-- start of STORED RECORDS --
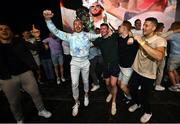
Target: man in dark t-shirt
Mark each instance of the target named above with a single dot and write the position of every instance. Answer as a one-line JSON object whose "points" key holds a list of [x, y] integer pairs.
{"points": [[127, 50], [109, 49]]}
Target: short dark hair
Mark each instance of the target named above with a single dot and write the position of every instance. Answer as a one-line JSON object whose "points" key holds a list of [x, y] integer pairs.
{"points": [[104, 24], [175, 25], [153, 20], [127, 24], [160, 25]]}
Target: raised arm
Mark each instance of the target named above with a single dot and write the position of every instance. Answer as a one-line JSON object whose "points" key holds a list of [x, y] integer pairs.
{"points": [[58, 33]]}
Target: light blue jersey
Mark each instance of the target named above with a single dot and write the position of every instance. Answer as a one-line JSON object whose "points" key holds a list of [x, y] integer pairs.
{"points": [[78, 42]]}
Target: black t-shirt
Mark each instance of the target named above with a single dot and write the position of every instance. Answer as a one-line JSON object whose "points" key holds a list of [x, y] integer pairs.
{"points": [[109, 48], [127, 53]]}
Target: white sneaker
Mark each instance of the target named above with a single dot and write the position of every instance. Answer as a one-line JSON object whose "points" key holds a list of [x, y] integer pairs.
{"points": [[178, 85], [113, 108], [145, 118], [159, 88], [20, 122], [75, 109], [86, 100], [95, 87], [134, 107], [128, 96], [45, 113], [109, 97], [58, 81], [63, 79]]}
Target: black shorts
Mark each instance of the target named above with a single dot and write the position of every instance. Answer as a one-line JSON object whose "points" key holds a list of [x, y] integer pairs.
{"points": [[111, 70]]}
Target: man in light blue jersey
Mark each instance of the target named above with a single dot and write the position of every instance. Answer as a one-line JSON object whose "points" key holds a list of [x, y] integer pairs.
{"points": [[79, 50]]}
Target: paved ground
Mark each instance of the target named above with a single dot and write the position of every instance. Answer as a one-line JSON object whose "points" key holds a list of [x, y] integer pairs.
{"points": [[58, 99]]}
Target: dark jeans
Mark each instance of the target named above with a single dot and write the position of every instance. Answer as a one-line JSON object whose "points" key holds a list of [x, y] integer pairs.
{"points": [[48, 68], [11, 88], [143, 96], [96, 63]]}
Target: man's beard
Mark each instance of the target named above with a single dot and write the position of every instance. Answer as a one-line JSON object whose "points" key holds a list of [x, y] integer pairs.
{"points": [[97, 14]]}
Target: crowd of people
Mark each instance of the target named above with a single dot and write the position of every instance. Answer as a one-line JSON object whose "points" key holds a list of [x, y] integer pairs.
{"points": [[131, 58]]}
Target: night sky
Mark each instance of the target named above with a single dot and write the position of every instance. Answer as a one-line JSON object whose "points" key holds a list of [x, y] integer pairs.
{"points": [[21, 14]]}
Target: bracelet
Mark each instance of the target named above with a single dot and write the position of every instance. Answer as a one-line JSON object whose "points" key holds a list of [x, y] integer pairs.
{"points": [[142, 43]]}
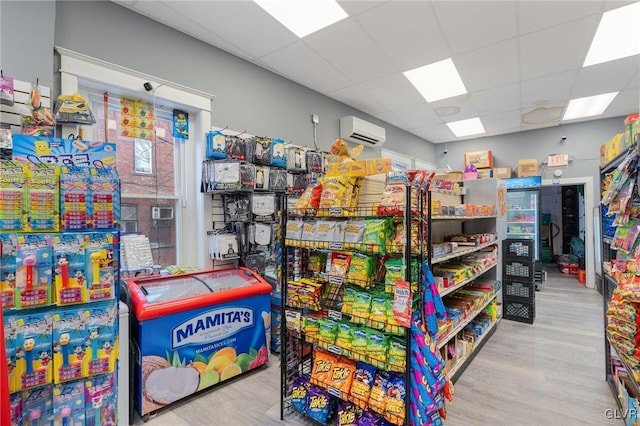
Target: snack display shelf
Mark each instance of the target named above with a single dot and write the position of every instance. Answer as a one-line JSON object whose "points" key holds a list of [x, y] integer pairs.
{"points": [[443, 341], [632, 377], [443, 292], [461, 252], [439, 217], [479, 343]]}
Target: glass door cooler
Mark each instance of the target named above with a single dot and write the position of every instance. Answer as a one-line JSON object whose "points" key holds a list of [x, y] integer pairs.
{"points": [[195, 330], [523, 210]]}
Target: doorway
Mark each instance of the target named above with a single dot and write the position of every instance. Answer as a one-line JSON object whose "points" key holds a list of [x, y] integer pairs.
{"points": [[567, 244]]}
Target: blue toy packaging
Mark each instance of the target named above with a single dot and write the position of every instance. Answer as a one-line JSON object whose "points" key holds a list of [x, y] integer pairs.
{"points": [[38, 406], [75, 198], [69, 269], [100, 401], [216, 145], [68, 404], [33, 349], [43, 198], [101, 341], [105, 198], [8, 249], [12, 203], [69, 344], [100, 264], [33, 270]]}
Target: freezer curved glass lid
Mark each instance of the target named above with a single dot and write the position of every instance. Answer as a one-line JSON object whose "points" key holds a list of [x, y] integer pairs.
{"points": [[165, 295]]}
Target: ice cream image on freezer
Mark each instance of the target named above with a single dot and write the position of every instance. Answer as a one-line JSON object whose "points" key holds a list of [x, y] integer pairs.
{"points": [[28, 345]]}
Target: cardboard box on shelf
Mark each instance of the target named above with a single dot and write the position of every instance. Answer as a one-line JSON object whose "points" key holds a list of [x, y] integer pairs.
{"points": [[480, 159], [527, 167], [485, 173], [502, 172]]}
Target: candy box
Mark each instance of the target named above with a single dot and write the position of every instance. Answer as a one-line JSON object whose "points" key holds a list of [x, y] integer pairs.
{"points": [[33, 270], [69, 269], [37, 406], [101, 341], [69, 404], [69, 344], [33, 350]]}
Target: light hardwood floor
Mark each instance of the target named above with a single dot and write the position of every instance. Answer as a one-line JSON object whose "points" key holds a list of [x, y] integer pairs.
{"points": [[549, 373]]}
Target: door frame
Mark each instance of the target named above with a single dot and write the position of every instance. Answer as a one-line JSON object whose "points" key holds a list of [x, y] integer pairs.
{"points": [[589, 204]]}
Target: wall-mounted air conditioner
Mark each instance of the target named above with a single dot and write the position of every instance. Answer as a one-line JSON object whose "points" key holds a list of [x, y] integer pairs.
{"points": [[161, 213], [354, 129]]}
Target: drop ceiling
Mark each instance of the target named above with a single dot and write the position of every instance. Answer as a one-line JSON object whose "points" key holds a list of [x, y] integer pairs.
{"points": [[521, 61]]}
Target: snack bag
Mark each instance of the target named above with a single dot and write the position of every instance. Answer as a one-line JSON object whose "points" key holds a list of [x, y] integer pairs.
{"points": [[362, 383], [322, 366], [377, 396], [340, 264], [361, 270], [319, 408]]}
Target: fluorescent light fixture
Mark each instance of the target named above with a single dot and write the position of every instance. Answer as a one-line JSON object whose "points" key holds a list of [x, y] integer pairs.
{"points": [[303, 17], [436, 81], [617, 36], [588, 106], [471, 126]]}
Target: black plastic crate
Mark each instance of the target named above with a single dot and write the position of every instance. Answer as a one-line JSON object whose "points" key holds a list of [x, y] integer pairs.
{"points": [[518, 249], [518, 270], [516, 310], [519, 290]]}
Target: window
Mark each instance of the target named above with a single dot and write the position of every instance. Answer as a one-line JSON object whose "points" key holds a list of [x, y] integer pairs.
{"points": [[129, 218], [142, 156]]}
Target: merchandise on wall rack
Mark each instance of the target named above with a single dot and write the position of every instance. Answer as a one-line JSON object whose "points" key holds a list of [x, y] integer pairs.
{"points": [[348, 289], [620, 216]]}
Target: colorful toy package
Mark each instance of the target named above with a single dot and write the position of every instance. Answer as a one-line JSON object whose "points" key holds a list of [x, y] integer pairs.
{"points": [[100, 264], [69, 269], [33, 350], [69, 404], [38, 406], [101, 340], [8, 251], [69, 344], [105, 198], [75, 198], [33, 270], [100, 400], [43, 198], [13, 179]]}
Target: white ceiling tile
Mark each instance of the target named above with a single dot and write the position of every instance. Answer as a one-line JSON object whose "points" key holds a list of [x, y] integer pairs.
{"points": [[244, 22], [393, 91], [545, 90], [351, 50], [538, 15], [469, 25], [463, 103], [627, 102], [410, 36], [501, 123], [358, 98], [490, 66], [440, 133], [392, 118], [606, 77], [556, 49], [301, 64], [355, 7], [418, 116], [498, 99]]}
-- end of STORED RECORDS --
§ **STATED EXERCISE**: Every line of text is to be repeated exactly; pictures are left out.

§ **EXERCISE ANSWER**:
Target: man in dark t-shirt
Mark each instance of the target named above with a single dot and write the position of every instance. Answer as a one-line JSON object whose "points" key holds a list of [x, y] integer pairs.
{"points": [[127, 50], [109, 49]]}
Target: short dark hair
Mark each instance of the target named above with a single dot and write the position of every instance. Answer as a one-line JSON object whose "points" key holds a list of [x, y] integer pairs.
{"points": [[104, 24], [175, 25], [153, 20], [127, 24], [160, 25]]}
Target: raised arm
Mark each instance of the target named above with a single dot and write the position of every instance. Answer as a one-line JSON object whose "points" key holds a list of [x, y] integer pairs.
{"points": [[58, 33]]}
Target: light blue jersey
Mark each instance of the target named above with a single dot and write the position of every instance. Answer as a one-line JSON object whose "points" key holds a list of [x, y] integer pairs.
{"points": [[78, 42]]}
Target: black t-shirt
Mark each instance of the target named above with a single dot and write the position of every instance. Answer as a one-line JSON object whose "points" key holds a list of [x, y] integer pairs.
{"points": [[109, 48], [127, 53]]}
Target: white sneaker
Mark each instance of the target named above with a single dot and write the position of every instance. Answer as a one-line JSON object whose "points" key holds a list of [x, y] integer pairs.
{"points": [[178, 85], [113, 108], [145, 118], [159, 88], [20, 122], [75, 109], [86, 100], [95, 87], [134, 107], [128, 96], [45, 113], [109, 97], [58, 81], [63, 79]]}
Target: black shorts
Mark each instance of the target named above with a single dot and write the position of every instance. Answer as a one-line JSON object whose "points" key holds a list of [x, y] integer pairs.
{"points": [[111, 70]]}
Target: man in light blue jersey
Mark each instance of the target named above with a single dot and write the position of every instance. Answer as a one-line JSON object whose "points" key holds a list of [x, y] integer pairs.
{"points": [[79, 50]]}
Target: paved ground
Mark each instance of the target named above with a single dot and write the position of every instance. Answer as a one-line JSON object whose "points" key holds a list of [x, y] integer pairs.
{"points": [[58, 99]]}
Target: dark jeans
Mark each instance of the target named above with a single dot and write the position of every instance. Answer as a one-line JSON object whose "points" key holds a list of [x, y] integer pairs.
{"points": [[48, 68], [11, 88], [143, 96], [96, 63]]}
Target: man's beard
Mark each instance of the target named above with a single dot and write the position of every instance. Answer as a one-line JSON object whose "points" key holds a list of [x, y] integer pairs.
{"points": [[97, 14]]}
Target: crowd of people
Mark each instance of the target named above with a single dot and write the position of every instance. Answer as a one-line JSON object whose "points" key holds a list of [x, y] integer pairs.
{"points": [[131, 58]]}
Target: night sky
Mark each instance of the target named above with a single dot and write the position of every instance. Answer as a one-line JSON object whose "points" key holds a list of [x, y] integer pairs.
{"points": [[21, 14]]}
Target: bracelet
Mark each instance of the target named above with a single dot and write the position of every instance. Answer as a one-line JSON object whose "points" key holds a list of [x, y] integer pairs.
{"points": [[142, 43]]}
Target: snack display shelf
Mark each instance of the target named above with a single dot and write the position of every instance. Answer as a one-line JSON object whose "points" key holds a list of [x, y] integer pairs.
{"points": [[443, 341], [632, 377], [443, 292], [461, 252], [439, 217], [479, 343]]}
Target: glass door cooler
Mark each instance of the target named above with a single dot and write the position of every instance. Answer as a one-line JSON object whose "points" key holds a list of [x, y] integer pairs.
{"points": [[195, 330], [523, 210]]}
Target: doorway
Mark each instance of the target named above with a single dot and write the position of every instance. Answer as a one-line JSON object whose "points" key holds a list of [x, y] integer pairs.
{"points": [[567, 244]]}
Target: blue toy packaging
Mark each instance of the target named above with a single dot and write the position of every instance. Answer as a one-line JSON object whose "points" key holds a list of [x, y] integer pairs.
{"points": [[38, 406], [75, 198], [69, 269], [100, 401], [216, 145], [68, 404], [33, 349], [43, 198], [101, 341], [105, 198], [8, 249], [12, 203], [69, 344], [100, 264], [33, 270]]}
Target: freezer curved glass lid
Mark each instance of the target named above with a single dot and write the position of every instance. Answer as a one-line JSON object whose "points" key holds a list of [x, y] integer pairs.
{"points": [[165, 295]]}
Target: ice cream image on freezer
Mark each instance of the target named above with a single dot and write the position of every instance. Answer as a one-line JSON object whose "points" key holds a list of [x, y] integer pairs.
{"points": [[28, 345]]}
Target: cardboard box on shelf
Mark each instance of the target named above with a single dot and write the position of every instance. Answer as a one-line JSON object whose "points" key holds a list of [x, y] integer pairs.
{"points": [[480, 159], [527, 167], [485, 173], [502, 172]]}
Target: candy box
Mark each instance of the target named above with a single dot and write the position of every instance. Answer as a one-line JSON object whose "points" key holds a list of [x, y] integer pairs.
{"points": [[33, 270], [69, 269], [37, 406], [101, 341], [69, 404], [69, 344], [33, 350]]}
Target: light hardwood floor
Mark each instance of the target named above with a single dot and write the position of every instance. Answer as a one-line JSON object whose "points" key holds a list of [x, y] integer pairs.
{"points": [[549, 373]]}
Target: door frame
Mark each instance of the target named above with a single dot and write the position of every instance. Answer as a one-line JSON object whose "points" key holds a list of [x, y] integer pairs.
{"points": [[589, 204]]}
Target: wall-mounted air conditioner
Mark each instance of the target named above with a single dot and write the position of every instance. Answer as a one-line JSON object whose "points" key holds a list of [x, y] integer pairs.
{"points": [[161, 213], [354, 129]]}
Target: drop ceiling
Mark each instance of the target named above with a single dot and write the position of every instance. Answer as a one-line JSON object whose "points" key holds a list of [x, y] integer pairs.
{"points": [[521, 61]]}
Target: snack bag
Mark each instance of the target named above with a single dot and write the position of every instance. Answer as a one-line JSON object whose "points" key holds a list of [x, y] integer pairs.
{"points": [[362, 383], [322, 366], [377, 396], [340, 264], [361, 270], [319, 408]]}
Target: fluorescent light fixture
Mark each instance of the target named above with a single dot and write the position of every instance. Answer as a one-line JSON object whose "points" key holds a list of [x, y] integer pairs.
{"points": [[303, 17], [436, 81], [617, 36], [588, 106], [471, 126]]}
Target: black plastic crate
Mark each instance of the target named above with a single dot and write the position of every instance. Answer as a one-line JSON object whose "points" key holds a list of [x, y] integer pairs.
{"points": [[518, 249], [518, 270], [516, 310], [519, 290]]}
Target: window
Mark each instance of the target named above with a single dot and write the position of every instance. Answer as a one-line JSON object whose "points" key holds a list of [x, y] integer pairs.
{"points": [[129, 218], [142, 156]]}
Target: merchandise on wall rack
Mark each instance of the target named above with a single dot and write the position of every instance. Answer as a one-line JSON object whose "points" key holds a list of [x, y] integer pairs.
{"points": [[348, 289], [620, 216]]}
Target: colorful toy package
Mark each instance of the target named above with a single dot and write the position of every instance. Answer as a one-line JSON object whose "points" key holds a list of [x, y] integer pairs.
{"points": [[100, 264], [69, 269], [33, 350], [69, 404], [38, 406], [101, 340], [8, 251], [69, 344], [105, 198], [75, 198], [33, 270], [100, 400], [43, 198], [13, 179]]}
Target: white ceiling tile
Mark each instance of the target named above with a single dot and write the position of every instance. Answer as a one-line JSON object whose "points" key holds a list of [x, y] integer pairs.
{"points": [[244, 22], [393, 91], [545, 90], [351, 50], [538, 15], [469, 25], [463, 103], [627, 102], [410, 36], [501, 123], [358, 98], [490, 66], [440, 133], [392, 118], [606, 77], [556, 49], [301, 64], [355, 7], [418, 116], [498, 99]]}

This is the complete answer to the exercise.